━━━ PROVIDED TEXT

Content-focused answers describe what the passage says rather than why it says it. If a passage mentions a 1995 study showing increased efficiency, a content-focused wrong answer might say "to indicate that efficiency increased in 1995" rather than the correct function-focused answer "to provide evidence supporting the author's claim about technological improvements."

Scope errors mischaracterize the breadth of the function. An answer might claim a sentence "proves" something when it merely "suggests" it, or state that a paragraph "introduces the passage's main argument" when it only introduces one component of that argument.

Reversal errors flip the actual function, perhaps claiming the author mentions something to support a view when the author actually mentions it to criticize that view.

Misplaced function answers describe a function that appears elsewhere in the passage but not in the referenced location.

Too-specific or too-general answers operate at the wrong level of abstraction, either focusing on minor details of the function or describing it so broadly that the answer becomes vague and unhelpful.

Concept Relationships

Function questions exist within an interconnected web of reading comprehension skills. At the foundation lies basic passage comprehension—students must understand what the passage says before analyzing why it says it. This literal understanding enables structural analysis, the recognition of how passage components relate to each other. Structural analysis, in turn, supports function identification, the ability to articulate the purpose of specific elements.

Function questions connect intimately to structure questions, which ask about overall passage organization. Both question types require passage mapping and architectural thinking. The difference is scope: structure questions address the entire passage's organization, while function questions zoom in on specific components. Mastering function questions thus builds skills directly transferable to structure questions.

Function questions also relate to main point questions and primary purpose questions. Understanding global function—how a passage element contributes to the author's overall purpose—requires knowing what that overall purpose is. Conversely, recognizing how individual parts function helps synthesize understanding of the whole.

The relationship flows as follows:

Literal Comprehension → enables → Structural Analysis → enables → Function Identification → contributes to → Global Understanding → improves performance on → Main Point, Primary Purpose, and Structure Questions

Additionally, function questions connect to inference questions because both require reading between the lines. While inference questions ask what follows logically from the passage, function questions ask what role passage elements play—both require moving beyond surface-level reading.

━━━━━━
━━━ SOURCE DATA

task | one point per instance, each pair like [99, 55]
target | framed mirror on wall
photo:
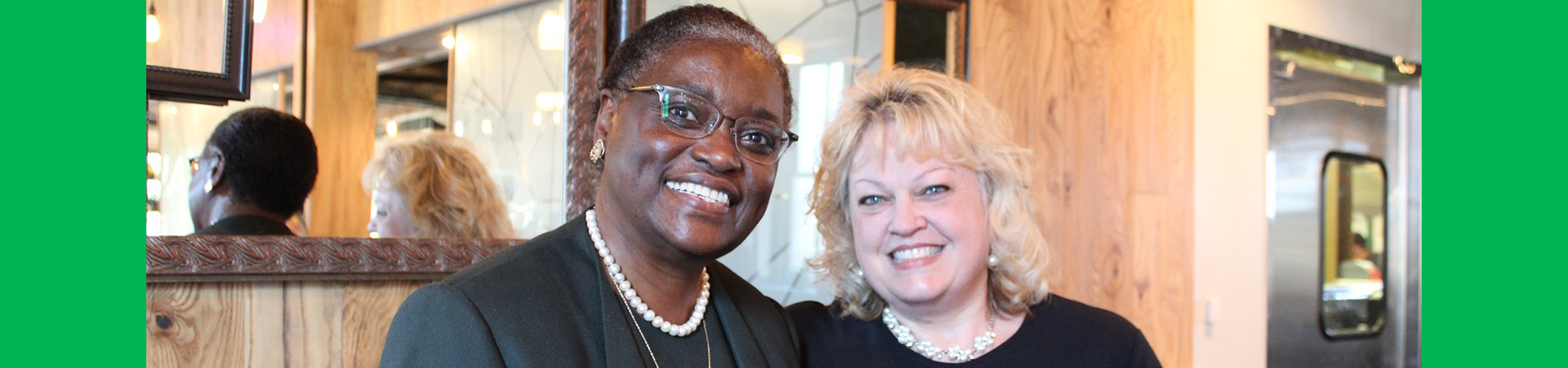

━━━━━━

TASKS TO CARRY OUT:
**a)** Write out the part of the text on function questions between "Reversal errors flip" and "criticize that view.", inclusive.
**b)** Extend the text on reading comprehension function questions, continuing from its final sentence.

RESULTS FOR THE EXERCISE:
**a)**
Reversal errors flip the actual function, perhaps claiming the author mentions something to support a view when the author actually mentions it to criticize that view.

**b)**
High-Yield Facts

Function questions ask WHY the author included something, not WHAT the author said—this distinction is the fundamental key to identifying and answering these questions correctly.

The word "primarily" in function question stems signals that passage elements may serve multiple purposes, but only one is most important—eliminate answers that describe secondary or minor functions.

Examples and illustrations are the most frequently tested passage elements in function questions—they typically function to demonstrate, clarify, or support an abstract principle or claim.

Correct answers to function questions must be supported by both local context (surrounding sentences) and global context (overall passage purpose)—answers that ignore either level are wrong.

Contrast indicators ("however," "but," "unlike") signal that the following content functions to distinguish, differentiate, or present an alternative—these are high-probability function question targets.

  • Function questions typically comprise 15-25% of Reading Comprehension questions on any given LSAT, making them one of the most common question types.
  • Opening paragraphs frequently function to provide context, introduce a problem, or present a theory that the rest of the passage will examine.
  • Closing paragraphs often function to synthesize information, present implications, or qualify earlier claims.
  • When an author mentions a competing theory or alternative view, it typically functions either to contrast with the author's preferred view or to present an objection that will be addressed.
  • Statistical data and research studies mentioned in passages almost always function as evidence supporting a claim rather than as the main point themselves.
  • Rhetorical questions in passages typically function to introduce a problem, highlight a puzzle, or transition to a new topic.
  • Historical background information usually functions to provide context necessary for understanding current debates or developments.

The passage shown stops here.